Task prompt =
Scale the bounding box coordinates in the answers of the records below by 0.7, rounding each result to a whole number with halves rounded up. Write out everything from the line containing "the white wall." down to the line containing "[139,141,167,160]", both lines included, with the requests kept unchanged, and give only those lines.
##########
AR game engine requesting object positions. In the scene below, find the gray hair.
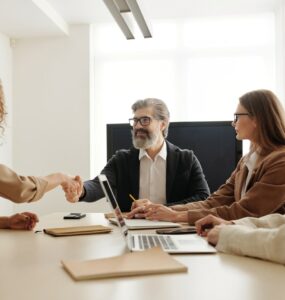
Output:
[132,98,170,138]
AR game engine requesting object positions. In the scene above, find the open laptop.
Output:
[99,175,217,253]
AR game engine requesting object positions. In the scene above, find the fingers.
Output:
[61,175,83,203]
[195,215,222,236]
[8,212,38,230]
[22,211,39,222]
[126,206,145,219]
[131,199,152,210]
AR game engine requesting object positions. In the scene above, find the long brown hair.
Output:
[239,90,285,155]
[0,80,6,132]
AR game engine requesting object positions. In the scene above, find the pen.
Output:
[129,194,137,202]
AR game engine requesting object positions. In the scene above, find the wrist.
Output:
[79,186,86,200]
[0,217,10,229]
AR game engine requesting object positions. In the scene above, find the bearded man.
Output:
[66,98,209,212]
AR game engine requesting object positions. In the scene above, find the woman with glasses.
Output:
[128,90,285,224]
[0,81,81,230]
[195,214,285,264]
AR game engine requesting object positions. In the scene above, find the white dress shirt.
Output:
[139,142,167,204]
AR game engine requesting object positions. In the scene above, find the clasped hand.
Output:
[61,175,83,203]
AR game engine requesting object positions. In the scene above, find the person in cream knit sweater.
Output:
[195,214,285,264]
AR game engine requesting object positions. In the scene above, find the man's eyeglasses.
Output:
[234,113,250,123]
[129,116,151,127]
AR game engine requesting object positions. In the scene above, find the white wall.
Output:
[0,33,13,215]
[13,25,108,214]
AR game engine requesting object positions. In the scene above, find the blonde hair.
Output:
[239,90,285,155]
[0,80,6,133]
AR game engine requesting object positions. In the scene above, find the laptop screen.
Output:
[98,175,128,237]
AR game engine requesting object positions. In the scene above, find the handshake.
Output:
[60,174,84,203]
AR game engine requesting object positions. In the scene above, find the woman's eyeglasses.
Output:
[234,113,250,123]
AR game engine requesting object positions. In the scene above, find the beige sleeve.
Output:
[216,224,285,264]
[234,214,285,228]
[0,164,48,203]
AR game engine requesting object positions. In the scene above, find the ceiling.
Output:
[0,0,282,38]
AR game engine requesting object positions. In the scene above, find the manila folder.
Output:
[61,248,187,280]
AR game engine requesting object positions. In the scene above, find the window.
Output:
[91,13,276,176]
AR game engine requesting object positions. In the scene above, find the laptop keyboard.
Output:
[138,235,177,250]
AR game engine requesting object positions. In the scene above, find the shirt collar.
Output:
[139,141,167,160]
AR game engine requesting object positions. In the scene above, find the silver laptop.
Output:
[99,175,216,253]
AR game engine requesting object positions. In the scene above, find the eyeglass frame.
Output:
[129,116,153,127]
[233,113,251,123]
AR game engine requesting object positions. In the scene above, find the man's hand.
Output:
[195,215,233,236]
[61,175,83,203]
[7,212,39,230]
[131,199,152,210]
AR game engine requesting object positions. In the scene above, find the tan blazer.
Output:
[0,164,48,203]
[185,147,285,224]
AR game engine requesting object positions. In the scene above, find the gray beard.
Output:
[132,131,158,149]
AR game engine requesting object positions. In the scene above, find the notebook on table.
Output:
[44,225,112,236]
[61,247,187,280]
[108,218,181,229]
[98,175,217,253]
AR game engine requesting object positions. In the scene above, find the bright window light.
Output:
[91,13,276,175]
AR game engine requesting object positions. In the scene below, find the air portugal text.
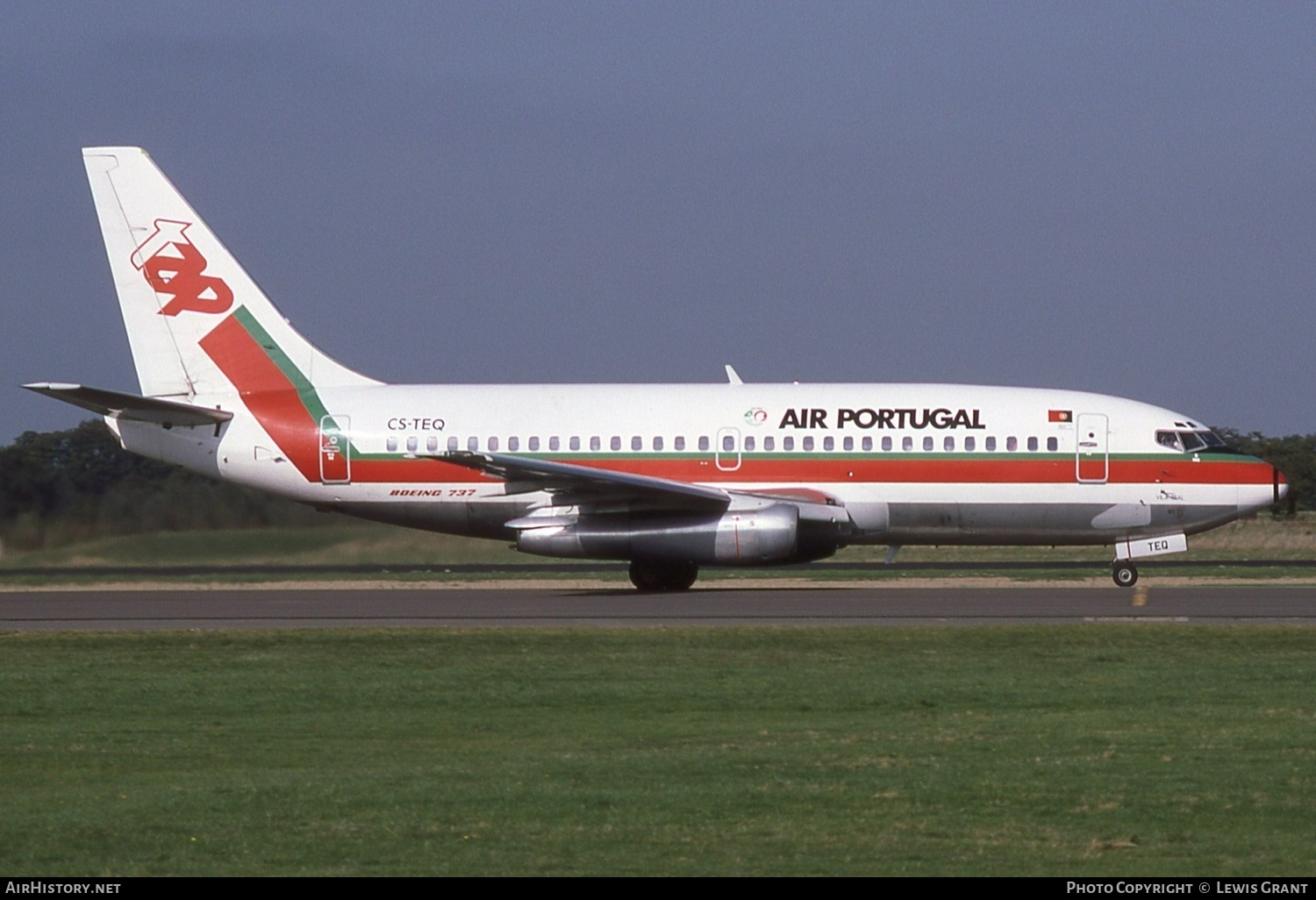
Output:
##########
Exercise solution =
AR game engine requesting object positions. In the scene above, find the white wall.
Output:
[0,23,9,151]
[9,18,76,150]
AR game engine requesting object positions. In the scene above, find the blonde hair.
Output:
[167,63,200,109]
[0,56,4,93]
AR game engine requesting object positions. In the scene above, find the laptop screen.
Output:
[69,123,90,166]
AR game engine requesting object positions. In the scene above, find the handshake.
Output:
[42,122,59,142]
AR game engine requesting object positions. In the scene above, find the woman's eyeglasses.
Output:
[164,79,175,86]
AR game engine requesting object positions. In the scene above, find the beige sleeve.
Output:
[151,157,200,185]
[164,150,200,160]
[0,115,34,142]
AR game engine requesting object positions. In the scene above, find the ceiling.
Output:
[0,0,197,27]
AR game engine requesting object positions. In the scene above, find the manila folder.
Output:
[43,174,131,196]
AR game engine requesting object positions. In the scene above, find the window.
Output:
[64,9,193,123]
AR game engine requesting object positions. In the scene above, find the laptop keyboard.
Output:
[97,165,124,175]
AR game engine requesting object positions. In the scene above, find the shirt collar.
Output:
[97,99,117,112]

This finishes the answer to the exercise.